Assignment = Print the lines that run from the line with "Keypoint placement: for each instance of the parking" to the line with "Keypoint placement: for each instance of the suv", keeping both end lines, exactly as they appear in the entries below, and nothing else.

Start of Data in this exercise

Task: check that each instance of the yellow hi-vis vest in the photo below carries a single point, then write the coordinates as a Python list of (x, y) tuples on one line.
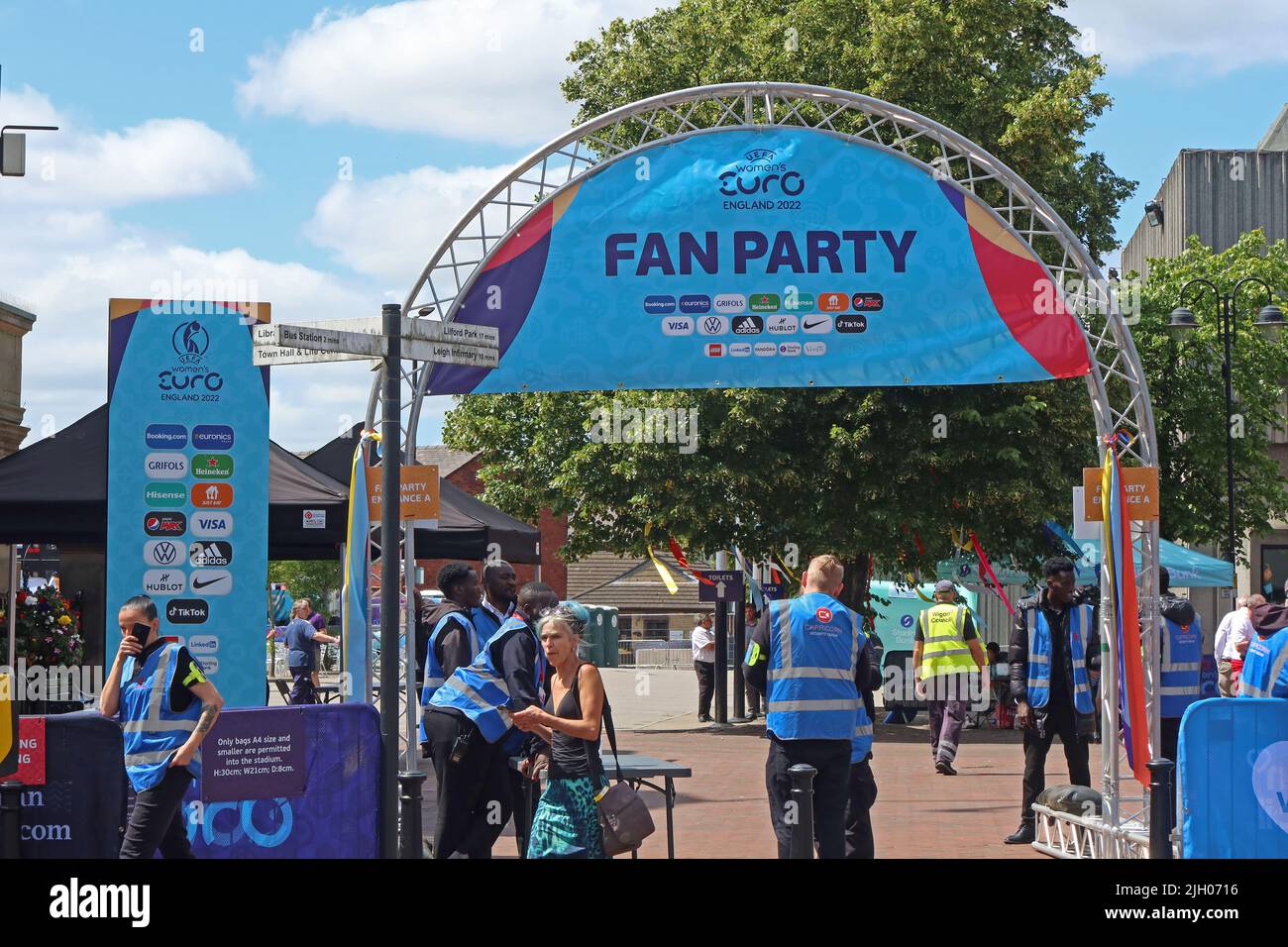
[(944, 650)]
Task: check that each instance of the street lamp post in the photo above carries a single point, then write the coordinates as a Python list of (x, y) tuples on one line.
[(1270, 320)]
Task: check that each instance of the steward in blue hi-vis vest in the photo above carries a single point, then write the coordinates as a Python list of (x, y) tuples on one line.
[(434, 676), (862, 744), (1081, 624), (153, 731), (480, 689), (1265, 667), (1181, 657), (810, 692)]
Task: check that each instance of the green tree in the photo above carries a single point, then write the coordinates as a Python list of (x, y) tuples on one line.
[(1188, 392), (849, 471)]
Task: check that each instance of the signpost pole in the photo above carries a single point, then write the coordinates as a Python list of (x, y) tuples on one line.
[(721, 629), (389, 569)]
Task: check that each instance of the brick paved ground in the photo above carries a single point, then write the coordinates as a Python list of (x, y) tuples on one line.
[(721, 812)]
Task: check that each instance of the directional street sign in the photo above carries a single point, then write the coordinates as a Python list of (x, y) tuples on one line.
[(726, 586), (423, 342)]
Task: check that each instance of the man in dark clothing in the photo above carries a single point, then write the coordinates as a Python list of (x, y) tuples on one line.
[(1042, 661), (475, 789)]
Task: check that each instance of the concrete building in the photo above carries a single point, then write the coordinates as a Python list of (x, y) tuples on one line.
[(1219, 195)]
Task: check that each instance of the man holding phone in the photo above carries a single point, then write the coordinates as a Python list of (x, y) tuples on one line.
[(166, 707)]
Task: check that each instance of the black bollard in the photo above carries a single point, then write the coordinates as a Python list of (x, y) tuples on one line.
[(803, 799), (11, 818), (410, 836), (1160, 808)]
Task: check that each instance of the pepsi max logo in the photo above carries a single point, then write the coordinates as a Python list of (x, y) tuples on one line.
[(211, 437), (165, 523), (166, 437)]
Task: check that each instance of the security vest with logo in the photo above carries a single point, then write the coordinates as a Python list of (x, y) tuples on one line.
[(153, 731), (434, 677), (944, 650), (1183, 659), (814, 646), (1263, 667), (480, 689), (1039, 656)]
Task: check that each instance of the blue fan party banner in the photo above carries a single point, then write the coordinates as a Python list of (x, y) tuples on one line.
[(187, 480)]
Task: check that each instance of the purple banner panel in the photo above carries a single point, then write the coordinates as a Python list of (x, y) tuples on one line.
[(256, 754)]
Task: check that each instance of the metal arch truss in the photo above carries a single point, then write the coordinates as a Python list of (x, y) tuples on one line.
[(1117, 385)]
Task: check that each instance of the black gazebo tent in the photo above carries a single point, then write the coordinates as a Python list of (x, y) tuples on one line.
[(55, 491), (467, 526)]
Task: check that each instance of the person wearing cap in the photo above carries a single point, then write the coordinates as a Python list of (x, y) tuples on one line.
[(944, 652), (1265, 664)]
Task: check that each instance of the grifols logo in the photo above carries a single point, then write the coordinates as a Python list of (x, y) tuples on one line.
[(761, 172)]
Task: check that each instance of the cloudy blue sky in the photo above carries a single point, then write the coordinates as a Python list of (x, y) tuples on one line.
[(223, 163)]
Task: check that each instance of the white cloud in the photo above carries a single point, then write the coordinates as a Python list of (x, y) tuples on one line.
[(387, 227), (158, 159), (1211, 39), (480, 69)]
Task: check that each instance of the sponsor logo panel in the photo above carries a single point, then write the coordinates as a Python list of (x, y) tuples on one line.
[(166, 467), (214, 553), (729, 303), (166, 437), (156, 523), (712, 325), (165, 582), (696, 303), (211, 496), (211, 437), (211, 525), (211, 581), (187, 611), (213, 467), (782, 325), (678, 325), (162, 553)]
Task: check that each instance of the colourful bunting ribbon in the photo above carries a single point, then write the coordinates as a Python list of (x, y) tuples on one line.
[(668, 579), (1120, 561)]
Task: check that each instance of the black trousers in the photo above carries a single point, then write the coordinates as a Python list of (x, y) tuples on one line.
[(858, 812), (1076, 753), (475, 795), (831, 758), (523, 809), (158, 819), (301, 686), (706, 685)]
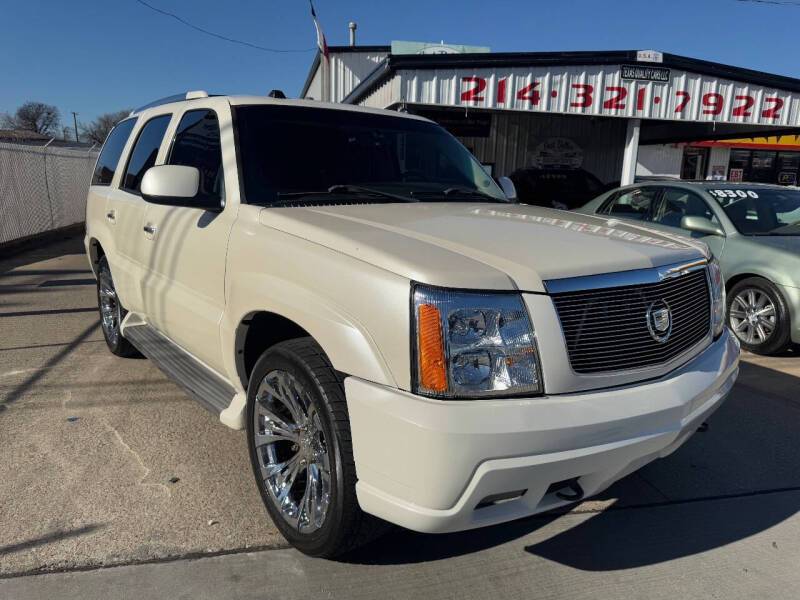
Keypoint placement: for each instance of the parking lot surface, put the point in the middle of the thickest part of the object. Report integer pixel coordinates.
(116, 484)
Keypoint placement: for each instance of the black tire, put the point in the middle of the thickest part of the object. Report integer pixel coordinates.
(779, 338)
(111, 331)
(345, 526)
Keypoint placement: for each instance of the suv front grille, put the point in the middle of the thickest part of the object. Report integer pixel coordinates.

End of Data in this exercise
Start of Data in this exercise

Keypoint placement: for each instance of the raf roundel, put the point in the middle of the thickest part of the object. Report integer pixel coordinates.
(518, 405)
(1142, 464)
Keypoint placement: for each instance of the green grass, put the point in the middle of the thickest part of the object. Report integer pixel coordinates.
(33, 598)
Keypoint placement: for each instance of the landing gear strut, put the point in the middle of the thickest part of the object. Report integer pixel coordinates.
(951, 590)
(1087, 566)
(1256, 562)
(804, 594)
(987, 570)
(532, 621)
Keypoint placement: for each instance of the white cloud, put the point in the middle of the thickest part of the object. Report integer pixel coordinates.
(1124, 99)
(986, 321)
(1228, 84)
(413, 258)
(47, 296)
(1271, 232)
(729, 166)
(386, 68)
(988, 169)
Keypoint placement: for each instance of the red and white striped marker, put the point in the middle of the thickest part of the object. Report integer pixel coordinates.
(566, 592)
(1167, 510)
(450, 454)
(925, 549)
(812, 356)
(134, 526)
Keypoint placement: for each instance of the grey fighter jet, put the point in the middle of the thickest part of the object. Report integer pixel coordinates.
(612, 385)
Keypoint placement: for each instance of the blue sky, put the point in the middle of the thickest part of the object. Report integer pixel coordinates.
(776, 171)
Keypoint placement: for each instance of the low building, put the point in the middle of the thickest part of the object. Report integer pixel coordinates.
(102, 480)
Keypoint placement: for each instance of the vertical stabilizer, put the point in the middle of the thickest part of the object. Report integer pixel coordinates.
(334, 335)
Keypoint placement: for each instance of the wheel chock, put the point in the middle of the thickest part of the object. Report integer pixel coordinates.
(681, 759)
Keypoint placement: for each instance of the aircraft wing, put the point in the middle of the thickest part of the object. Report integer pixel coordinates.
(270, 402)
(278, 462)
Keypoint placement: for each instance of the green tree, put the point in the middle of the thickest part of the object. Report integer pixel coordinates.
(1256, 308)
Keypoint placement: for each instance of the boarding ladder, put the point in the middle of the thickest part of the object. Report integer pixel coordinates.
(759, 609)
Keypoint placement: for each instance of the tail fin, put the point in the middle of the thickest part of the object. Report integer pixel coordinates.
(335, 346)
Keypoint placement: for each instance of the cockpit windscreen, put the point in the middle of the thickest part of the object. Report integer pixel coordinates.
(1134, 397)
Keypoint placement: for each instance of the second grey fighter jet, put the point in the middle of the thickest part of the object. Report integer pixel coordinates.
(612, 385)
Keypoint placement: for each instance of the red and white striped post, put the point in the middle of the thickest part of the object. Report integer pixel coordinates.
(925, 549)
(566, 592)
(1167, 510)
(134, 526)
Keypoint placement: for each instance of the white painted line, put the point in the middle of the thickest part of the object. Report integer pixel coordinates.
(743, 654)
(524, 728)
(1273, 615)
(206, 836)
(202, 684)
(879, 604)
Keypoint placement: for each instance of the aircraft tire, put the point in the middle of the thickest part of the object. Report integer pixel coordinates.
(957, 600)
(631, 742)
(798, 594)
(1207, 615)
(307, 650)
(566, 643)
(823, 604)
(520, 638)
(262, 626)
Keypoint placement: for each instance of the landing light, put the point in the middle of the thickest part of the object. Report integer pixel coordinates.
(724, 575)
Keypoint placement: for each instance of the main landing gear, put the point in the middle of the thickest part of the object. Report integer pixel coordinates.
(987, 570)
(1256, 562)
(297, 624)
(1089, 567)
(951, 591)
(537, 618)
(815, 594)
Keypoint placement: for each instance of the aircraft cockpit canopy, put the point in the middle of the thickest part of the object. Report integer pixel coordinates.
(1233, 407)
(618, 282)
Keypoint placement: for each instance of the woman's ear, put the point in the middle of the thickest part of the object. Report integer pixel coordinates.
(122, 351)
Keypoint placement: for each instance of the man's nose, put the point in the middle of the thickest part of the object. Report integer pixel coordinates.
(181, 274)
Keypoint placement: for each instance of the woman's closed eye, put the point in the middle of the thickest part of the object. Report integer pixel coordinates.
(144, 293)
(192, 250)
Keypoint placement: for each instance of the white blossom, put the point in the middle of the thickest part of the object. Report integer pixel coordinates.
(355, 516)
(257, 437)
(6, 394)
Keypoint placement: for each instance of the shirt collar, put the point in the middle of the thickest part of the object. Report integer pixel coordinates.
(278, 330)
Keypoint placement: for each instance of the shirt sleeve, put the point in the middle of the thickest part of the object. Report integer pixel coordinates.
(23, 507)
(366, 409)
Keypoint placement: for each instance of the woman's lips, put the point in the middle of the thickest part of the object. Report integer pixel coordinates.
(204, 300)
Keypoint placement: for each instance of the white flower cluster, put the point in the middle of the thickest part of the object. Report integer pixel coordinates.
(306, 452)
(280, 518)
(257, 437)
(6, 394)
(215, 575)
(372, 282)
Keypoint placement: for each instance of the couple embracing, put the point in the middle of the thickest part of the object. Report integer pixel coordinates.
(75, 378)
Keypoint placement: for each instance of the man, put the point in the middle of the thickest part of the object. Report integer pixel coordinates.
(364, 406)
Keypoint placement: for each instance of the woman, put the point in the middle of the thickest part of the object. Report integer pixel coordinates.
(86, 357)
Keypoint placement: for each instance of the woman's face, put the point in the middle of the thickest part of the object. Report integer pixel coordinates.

End of Data in this exercise

Task result =
Keypoint placement: for each instance of the parking lot surface, put the point in the middle of the thickest part of the object. Report integer pixel coordinates.
(116, 484)
Keypoint placement: for each instance of the black tire, put the point in the middle of the thickest part of the object. Report integer pixel coordinates.
(779, 338)
(111, 331)
(345, 526)
Keypoint placement: for each instance of the suv front grille, put the point in the middle of the thickest part of the object. Report integer pixel coordinates.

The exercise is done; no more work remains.